• _Stated task_:
Starting at the line that holds "eroded ridge on this photo.", copy every line exactly through the end of the data, and no others.

Records from a collection:
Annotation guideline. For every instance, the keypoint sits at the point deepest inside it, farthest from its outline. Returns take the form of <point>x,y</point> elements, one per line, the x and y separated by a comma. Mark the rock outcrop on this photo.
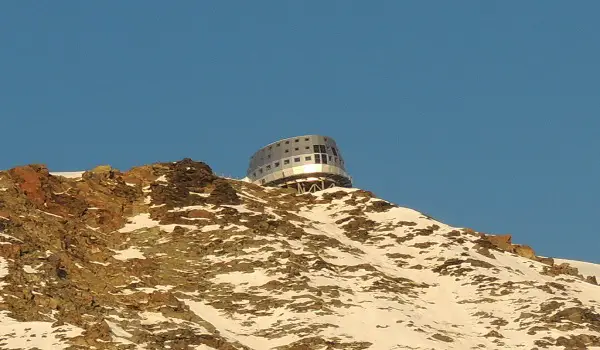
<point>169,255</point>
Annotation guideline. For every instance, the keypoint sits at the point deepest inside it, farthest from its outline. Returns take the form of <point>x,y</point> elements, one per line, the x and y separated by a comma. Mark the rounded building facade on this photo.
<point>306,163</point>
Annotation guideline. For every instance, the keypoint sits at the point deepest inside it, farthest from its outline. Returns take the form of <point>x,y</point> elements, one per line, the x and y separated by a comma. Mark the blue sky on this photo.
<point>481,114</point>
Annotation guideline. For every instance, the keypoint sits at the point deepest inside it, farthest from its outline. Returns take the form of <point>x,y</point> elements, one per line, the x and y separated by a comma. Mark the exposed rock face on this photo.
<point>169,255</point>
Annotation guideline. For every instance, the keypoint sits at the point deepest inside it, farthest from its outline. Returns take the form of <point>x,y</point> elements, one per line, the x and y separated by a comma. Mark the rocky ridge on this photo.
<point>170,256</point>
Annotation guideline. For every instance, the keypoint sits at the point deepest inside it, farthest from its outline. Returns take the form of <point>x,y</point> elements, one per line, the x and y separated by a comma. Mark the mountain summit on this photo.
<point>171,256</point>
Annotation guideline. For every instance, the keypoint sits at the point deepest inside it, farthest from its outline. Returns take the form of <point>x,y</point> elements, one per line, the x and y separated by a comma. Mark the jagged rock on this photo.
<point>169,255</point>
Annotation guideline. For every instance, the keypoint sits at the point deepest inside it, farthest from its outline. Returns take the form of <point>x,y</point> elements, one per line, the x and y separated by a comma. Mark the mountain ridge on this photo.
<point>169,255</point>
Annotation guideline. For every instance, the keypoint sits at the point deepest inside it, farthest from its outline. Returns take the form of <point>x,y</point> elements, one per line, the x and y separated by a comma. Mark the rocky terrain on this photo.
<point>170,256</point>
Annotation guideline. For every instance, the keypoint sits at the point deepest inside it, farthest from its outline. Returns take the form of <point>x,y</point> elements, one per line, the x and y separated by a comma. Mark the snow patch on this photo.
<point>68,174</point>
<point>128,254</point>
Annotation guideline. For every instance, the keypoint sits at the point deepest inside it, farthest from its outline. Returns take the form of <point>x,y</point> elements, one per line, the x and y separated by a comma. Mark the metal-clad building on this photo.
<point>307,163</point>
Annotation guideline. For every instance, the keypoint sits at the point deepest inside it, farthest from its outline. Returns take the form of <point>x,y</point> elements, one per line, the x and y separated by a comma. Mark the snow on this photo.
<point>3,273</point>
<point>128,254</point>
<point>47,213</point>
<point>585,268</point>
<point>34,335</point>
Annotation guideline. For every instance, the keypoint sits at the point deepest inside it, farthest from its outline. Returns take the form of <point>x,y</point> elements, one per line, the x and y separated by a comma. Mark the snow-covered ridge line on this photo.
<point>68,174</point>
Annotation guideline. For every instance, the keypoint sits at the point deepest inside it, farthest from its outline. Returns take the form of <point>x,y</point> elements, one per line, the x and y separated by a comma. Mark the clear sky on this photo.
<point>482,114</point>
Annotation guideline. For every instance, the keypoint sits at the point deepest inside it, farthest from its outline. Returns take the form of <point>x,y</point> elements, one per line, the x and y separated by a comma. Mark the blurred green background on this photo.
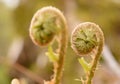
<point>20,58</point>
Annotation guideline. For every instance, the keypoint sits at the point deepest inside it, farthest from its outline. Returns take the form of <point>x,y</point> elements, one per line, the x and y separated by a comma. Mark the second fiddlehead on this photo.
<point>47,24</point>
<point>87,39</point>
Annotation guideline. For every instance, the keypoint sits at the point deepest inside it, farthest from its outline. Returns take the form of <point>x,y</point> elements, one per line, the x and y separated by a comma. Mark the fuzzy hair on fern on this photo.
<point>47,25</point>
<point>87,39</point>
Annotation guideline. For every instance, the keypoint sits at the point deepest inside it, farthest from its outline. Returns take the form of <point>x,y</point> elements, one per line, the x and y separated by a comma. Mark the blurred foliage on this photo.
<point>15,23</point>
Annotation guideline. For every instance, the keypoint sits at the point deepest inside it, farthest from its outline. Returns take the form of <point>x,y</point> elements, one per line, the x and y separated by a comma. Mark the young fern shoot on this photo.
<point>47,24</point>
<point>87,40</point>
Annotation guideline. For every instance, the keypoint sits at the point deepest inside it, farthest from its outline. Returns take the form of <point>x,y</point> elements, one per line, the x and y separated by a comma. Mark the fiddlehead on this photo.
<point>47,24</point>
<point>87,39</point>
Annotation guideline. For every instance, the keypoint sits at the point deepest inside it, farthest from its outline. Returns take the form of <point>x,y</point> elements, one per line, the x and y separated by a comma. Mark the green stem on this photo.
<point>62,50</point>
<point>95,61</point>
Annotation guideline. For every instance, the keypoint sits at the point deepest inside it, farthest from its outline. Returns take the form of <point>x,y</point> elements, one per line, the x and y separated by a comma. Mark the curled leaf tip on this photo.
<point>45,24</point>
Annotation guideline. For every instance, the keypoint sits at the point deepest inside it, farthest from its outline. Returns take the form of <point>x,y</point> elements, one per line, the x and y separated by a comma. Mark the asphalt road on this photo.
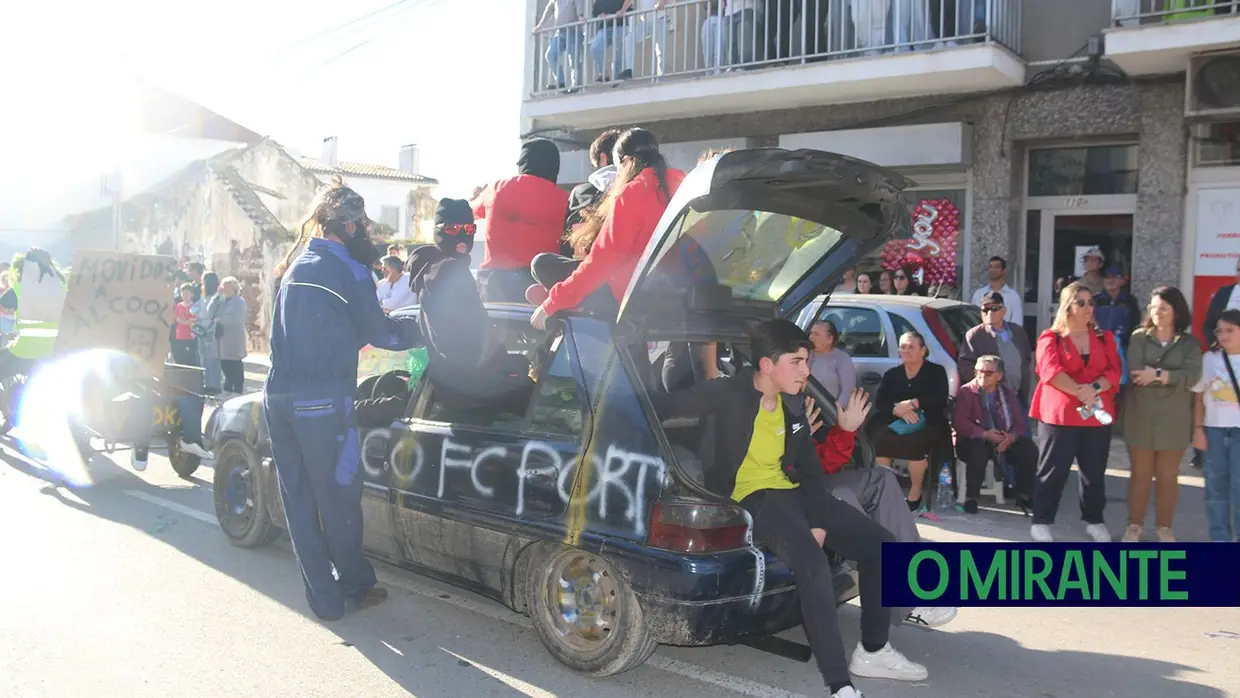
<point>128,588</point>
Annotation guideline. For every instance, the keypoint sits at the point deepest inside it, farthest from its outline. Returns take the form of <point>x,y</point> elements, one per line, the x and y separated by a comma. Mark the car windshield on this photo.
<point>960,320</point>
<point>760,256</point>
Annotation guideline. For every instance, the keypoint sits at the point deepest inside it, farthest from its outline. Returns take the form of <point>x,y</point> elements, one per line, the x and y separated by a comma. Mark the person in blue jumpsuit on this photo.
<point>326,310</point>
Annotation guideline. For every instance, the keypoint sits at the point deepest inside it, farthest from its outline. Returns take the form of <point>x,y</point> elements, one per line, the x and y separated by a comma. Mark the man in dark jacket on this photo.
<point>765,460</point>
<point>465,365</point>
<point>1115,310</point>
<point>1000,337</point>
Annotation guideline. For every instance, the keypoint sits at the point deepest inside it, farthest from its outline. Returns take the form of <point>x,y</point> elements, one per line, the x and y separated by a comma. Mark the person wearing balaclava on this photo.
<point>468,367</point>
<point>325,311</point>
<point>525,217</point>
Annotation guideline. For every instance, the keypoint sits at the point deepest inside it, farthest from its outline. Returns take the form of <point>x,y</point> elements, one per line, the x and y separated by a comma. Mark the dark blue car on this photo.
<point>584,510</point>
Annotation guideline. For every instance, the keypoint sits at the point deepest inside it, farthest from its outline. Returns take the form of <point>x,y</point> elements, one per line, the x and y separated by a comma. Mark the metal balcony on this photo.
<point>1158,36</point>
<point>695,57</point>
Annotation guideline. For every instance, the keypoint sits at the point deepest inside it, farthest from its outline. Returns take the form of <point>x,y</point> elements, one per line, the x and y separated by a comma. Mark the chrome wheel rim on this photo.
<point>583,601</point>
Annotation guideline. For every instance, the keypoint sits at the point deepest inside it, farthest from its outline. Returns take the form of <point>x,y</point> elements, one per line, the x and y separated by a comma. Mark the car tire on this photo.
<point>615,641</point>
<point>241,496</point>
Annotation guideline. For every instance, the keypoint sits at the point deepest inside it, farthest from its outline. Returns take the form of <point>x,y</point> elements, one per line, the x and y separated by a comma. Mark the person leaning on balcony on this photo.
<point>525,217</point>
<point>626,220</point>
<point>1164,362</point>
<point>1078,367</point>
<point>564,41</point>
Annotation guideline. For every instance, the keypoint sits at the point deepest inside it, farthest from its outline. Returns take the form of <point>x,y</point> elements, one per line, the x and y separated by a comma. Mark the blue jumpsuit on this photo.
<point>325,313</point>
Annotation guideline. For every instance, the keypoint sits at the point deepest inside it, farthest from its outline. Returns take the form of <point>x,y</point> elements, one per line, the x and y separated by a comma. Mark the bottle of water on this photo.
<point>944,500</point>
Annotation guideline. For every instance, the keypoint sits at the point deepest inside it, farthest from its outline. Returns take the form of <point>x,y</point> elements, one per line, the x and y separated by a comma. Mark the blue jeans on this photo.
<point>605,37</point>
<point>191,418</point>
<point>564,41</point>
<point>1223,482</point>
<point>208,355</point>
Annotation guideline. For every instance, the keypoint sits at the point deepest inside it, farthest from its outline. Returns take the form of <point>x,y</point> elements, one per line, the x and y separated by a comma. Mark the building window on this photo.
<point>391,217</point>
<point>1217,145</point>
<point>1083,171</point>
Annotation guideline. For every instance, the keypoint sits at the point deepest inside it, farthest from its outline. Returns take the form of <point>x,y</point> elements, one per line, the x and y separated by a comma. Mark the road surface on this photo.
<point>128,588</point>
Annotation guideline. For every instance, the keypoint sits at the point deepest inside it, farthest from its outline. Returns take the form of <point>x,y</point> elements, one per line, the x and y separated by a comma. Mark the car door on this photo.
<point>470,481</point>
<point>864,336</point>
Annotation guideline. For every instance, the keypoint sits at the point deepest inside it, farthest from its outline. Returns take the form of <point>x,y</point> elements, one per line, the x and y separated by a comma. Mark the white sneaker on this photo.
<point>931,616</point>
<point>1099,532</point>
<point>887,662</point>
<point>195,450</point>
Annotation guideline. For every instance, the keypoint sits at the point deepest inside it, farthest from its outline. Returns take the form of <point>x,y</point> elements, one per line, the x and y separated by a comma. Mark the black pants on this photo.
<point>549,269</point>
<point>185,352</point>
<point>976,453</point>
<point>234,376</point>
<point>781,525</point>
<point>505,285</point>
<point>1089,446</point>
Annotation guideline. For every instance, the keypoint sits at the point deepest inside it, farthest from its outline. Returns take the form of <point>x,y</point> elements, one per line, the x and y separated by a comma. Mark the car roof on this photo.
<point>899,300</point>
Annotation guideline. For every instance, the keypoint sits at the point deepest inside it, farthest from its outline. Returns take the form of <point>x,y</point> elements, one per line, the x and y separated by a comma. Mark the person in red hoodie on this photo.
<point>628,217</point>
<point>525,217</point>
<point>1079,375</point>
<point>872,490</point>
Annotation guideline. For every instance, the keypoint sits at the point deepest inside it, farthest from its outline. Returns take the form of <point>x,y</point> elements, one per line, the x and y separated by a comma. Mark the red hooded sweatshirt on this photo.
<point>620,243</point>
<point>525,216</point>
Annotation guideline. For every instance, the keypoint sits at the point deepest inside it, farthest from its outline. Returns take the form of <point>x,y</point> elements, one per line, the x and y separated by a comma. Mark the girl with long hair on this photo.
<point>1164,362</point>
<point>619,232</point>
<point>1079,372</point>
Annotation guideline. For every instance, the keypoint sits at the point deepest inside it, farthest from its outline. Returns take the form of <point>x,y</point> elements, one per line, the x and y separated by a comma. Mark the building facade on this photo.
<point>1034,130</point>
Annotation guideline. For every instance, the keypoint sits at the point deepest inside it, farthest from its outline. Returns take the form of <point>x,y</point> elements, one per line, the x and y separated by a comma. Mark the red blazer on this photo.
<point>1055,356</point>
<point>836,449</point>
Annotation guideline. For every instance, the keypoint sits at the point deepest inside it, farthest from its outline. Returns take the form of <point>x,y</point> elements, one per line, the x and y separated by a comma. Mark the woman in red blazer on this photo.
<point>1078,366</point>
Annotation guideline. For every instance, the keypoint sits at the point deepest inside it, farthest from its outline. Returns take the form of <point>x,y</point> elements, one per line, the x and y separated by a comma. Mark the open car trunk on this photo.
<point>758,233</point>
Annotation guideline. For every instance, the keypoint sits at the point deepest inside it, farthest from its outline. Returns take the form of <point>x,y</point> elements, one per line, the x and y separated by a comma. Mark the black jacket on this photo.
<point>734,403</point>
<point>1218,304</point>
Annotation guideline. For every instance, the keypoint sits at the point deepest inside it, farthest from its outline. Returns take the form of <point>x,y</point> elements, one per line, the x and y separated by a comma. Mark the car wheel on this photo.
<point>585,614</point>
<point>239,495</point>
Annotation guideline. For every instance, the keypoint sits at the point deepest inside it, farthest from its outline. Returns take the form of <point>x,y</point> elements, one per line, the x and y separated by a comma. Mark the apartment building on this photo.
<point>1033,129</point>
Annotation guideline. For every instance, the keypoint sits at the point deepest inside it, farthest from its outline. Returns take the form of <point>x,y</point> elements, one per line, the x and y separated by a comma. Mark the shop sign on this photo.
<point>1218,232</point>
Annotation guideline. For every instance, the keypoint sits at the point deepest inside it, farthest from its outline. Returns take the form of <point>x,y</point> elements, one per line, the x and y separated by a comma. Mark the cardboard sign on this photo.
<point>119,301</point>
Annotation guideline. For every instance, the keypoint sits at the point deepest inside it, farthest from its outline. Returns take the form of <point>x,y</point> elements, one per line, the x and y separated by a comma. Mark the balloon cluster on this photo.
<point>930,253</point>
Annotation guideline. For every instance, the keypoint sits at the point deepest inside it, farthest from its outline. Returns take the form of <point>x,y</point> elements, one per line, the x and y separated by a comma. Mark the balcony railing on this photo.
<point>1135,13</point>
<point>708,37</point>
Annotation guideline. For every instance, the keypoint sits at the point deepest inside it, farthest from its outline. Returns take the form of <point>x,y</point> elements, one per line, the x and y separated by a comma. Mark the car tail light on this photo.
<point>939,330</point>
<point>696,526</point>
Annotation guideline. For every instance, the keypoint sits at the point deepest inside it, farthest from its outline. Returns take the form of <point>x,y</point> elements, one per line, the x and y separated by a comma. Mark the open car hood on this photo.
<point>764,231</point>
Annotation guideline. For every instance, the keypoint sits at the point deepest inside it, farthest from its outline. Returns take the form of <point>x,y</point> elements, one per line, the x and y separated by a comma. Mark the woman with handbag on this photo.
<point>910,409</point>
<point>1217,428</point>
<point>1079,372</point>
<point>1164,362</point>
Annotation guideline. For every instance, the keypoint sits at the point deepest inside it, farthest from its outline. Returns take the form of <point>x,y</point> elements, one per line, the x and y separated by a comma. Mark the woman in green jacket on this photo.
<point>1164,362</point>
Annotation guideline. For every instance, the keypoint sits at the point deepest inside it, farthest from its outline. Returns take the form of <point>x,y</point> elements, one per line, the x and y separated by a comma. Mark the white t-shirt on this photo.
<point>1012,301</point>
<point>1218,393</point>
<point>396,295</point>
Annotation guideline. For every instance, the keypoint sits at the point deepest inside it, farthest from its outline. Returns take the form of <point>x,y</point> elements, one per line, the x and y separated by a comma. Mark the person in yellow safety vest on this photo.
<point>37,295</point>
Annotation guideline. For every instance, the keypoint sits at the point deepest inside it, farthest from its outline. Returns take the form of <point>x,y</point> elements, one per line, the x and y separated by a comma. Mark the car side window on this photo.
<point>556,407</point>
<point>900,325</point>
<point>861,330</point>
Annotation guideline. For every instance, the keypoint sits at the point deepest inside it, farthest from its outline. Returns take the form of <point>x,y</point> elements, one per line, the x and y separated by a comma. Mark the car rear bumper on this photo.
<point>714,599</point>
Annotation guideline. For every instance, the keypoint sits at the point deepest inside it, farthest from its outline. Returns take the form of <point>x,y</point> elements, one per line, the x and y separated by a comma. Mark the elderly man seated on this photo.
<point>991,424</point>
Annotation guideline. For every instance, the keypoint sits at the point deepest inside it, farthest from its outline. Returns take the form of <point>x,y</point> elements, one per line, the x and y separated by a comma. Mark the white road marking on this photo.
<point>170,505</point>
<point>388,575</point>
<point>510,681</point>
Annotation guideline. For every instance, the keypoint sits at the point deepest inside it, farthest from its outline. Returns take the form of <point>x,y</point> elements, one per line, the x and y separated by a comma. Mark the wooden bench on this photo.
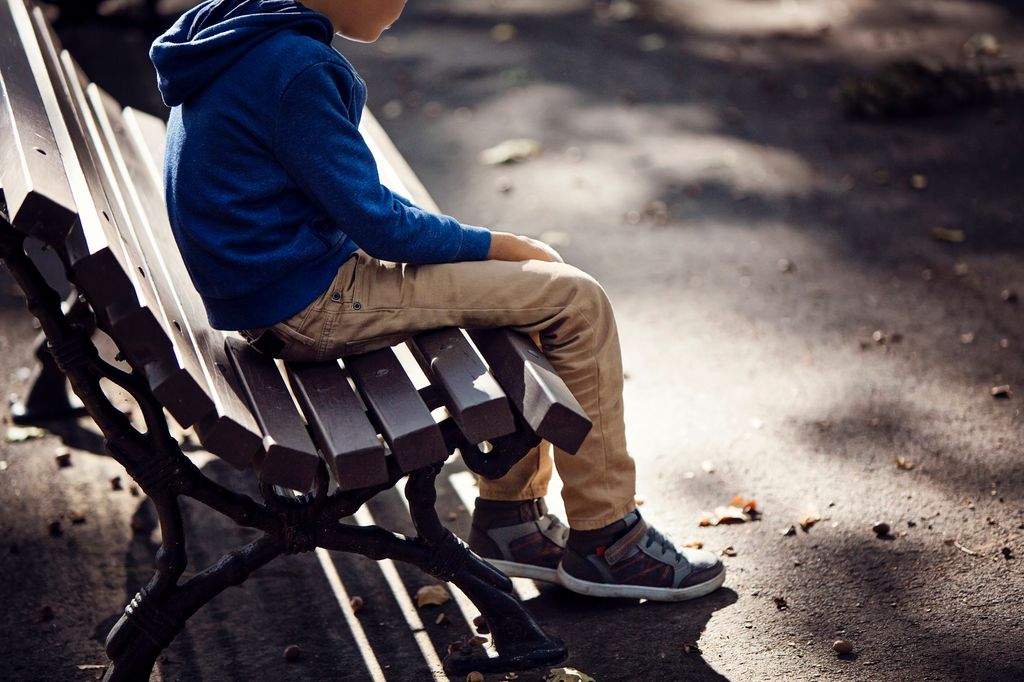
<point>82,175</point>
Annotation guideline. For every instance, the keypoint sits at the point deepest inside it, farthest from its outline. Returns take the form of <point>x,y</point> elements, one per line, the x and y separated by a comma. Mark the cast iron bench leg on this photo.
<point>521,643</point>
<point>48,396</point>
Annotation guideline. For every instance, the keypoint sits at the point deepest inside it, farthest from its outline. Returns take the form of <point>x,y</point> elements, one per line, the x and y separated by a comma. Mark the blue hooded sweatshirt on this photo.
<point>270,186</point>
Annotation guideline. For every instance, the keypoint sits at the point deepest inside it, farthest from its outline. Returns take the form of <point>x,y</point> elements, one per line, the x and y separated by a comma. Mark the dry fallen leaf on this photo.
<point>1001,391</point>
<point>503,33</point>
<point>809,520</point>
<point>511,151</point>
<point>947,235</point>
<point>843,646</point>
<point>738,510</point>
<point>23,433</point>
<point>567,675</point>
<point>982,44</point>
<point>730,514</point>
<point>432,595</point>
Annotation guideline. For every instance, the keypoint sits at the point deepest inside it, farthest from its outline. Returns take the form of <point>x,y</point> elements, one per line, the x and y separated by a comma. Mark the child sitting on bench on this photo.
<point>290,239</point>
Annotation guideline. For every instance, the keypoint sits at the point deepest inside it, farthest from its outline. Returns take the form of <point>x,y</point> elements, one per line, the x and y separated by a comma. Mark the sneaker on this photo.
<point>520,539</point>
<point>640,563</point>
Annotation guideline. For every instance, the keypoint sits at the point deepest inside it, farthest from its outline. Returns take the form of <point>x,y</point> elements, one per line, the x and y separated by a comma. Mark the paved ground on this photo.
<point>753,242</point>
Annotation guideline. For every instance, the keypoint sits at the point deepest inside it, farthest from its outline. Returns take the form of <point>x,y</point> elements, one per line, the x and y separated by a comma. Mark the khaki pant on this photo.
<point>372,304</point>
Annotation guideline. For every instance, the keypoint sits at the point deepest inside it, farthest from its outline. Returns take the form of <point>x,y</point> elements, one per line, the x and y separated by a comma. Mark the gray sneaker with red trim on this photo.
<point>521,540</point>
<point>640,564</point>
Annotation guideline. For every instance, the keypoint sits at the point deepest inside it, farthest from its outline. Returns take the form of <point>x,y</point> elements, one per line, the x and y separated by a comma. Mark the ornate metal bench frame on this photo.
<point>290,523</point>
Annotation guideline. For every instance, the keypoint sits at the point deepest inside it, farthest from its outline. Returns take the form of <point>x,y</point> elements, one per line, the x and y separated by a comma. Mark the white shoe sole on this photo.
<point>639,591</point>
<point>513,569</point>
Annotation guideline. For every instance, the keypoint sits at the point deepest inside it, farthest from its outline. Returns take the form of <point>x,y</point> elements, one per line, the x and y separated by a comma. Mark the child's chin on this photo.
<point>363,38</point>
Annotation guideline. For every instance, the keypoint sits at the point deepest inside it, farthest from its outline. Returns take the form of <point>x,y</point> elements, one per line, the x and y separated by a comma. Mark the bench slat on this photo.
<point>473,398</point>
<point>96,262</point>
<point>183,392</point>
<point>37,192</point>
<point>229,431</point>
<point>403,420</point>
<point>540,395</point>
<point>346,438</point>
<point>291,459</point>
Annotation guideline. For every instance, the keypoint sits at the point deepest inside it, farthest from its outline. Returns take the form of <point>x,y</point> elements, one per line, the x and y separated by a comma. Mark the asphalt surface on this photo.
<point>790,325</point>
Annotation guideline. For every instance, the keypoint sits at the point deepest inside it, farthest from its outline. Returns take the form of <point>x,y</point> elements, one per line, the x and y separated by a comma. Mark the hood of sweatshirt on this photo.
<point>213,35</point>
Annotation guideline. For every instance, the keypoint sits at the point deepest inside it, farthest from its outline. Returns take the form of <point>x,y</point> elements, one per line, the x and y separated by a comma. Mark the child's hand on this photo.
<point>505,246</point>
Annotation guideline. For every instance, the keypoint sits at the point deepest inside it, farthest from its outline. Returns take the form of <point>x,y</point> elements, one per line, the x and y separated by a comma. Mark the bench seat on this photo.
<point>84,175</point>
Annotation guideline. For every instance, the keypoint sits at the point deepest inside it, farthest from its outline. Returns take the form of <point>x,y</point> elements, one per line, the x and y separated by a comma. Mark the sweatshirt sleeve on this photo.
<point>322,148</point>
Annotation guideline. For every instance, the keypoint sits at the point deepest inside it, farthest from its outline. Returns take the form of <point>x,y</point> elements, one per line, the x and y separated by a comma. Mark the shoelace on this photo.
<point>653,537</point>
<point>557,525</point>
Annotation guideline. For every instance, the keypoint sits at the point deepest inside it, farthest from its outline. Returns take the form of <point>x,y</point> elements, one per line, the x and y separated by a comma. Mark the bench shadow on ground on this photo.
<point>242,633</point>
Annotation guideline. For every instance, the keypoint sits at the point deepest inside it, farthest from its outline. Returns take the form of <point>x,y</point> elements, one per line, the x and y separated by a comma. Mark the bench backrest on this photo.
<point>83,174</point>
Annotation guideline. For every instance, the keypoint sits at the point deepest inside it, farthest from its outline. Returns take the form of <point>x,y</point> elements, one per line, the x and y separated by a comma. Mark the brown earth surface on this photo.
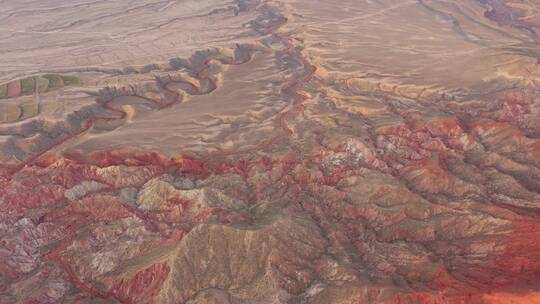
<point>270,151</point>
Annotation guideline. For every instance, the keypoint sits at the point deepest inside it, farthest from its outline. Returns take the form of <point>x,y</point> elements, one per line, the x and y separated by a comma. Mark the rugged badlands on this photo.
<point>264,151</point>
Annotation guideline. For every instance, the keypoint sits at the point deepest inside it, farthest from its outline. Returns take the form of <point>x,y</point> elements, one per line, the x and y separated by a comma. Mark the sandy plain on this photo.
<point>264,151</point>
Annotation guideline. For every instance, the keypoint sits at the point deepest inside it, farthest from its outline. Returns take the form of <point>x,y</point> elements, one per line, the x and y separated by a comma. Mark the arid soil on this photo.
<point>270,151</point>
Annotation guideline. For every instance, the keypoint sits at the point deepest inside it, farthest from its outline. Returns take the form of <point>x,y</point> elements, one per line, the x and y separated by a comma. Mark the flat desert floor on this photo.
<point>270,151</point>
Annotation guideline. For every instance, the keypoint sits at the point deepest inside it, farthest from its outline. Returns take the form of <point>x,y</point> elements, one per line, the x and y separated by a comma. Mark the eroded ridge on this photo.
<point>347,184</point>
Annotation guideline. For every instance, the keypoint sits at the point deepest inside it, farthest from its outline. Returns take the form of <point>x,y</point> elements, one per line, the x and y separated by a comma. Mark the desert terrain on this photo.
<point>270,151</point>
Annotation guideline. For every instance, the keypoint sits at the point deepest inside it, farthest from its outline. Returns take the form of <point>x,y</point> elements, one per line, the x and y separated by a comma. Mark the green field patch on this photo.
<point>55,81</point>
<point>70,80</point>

• _Reply to the task_:
Annotation guideline. For every instance, the keypoint sits at the point deepest inside it, farthest from its outline. Returns take the form of <point>x,y</point> elements, one per line, the x and y separated by a comma. Mark the eroded ridge on this photo.
<point>347,184</point>
Annotation guideline. For every instance, the keypoint sits at the point deepest inside it, farthest from its outline. Returns take the form of <point>x,y</point> elements, one per line, the x and y separated by a comma. Mark the desert terrain on this photo.
<point>270,151</point>
Annotation guideline. For every instance, the keypoint sits at the point deepest inside it, farthest from its outline. Returns take the form of <point>x,y</point> elements, one per line, the x and y separated by a comma. Mark the green field patch on this photo.
<point>55,81</point>
<point>70,80</point>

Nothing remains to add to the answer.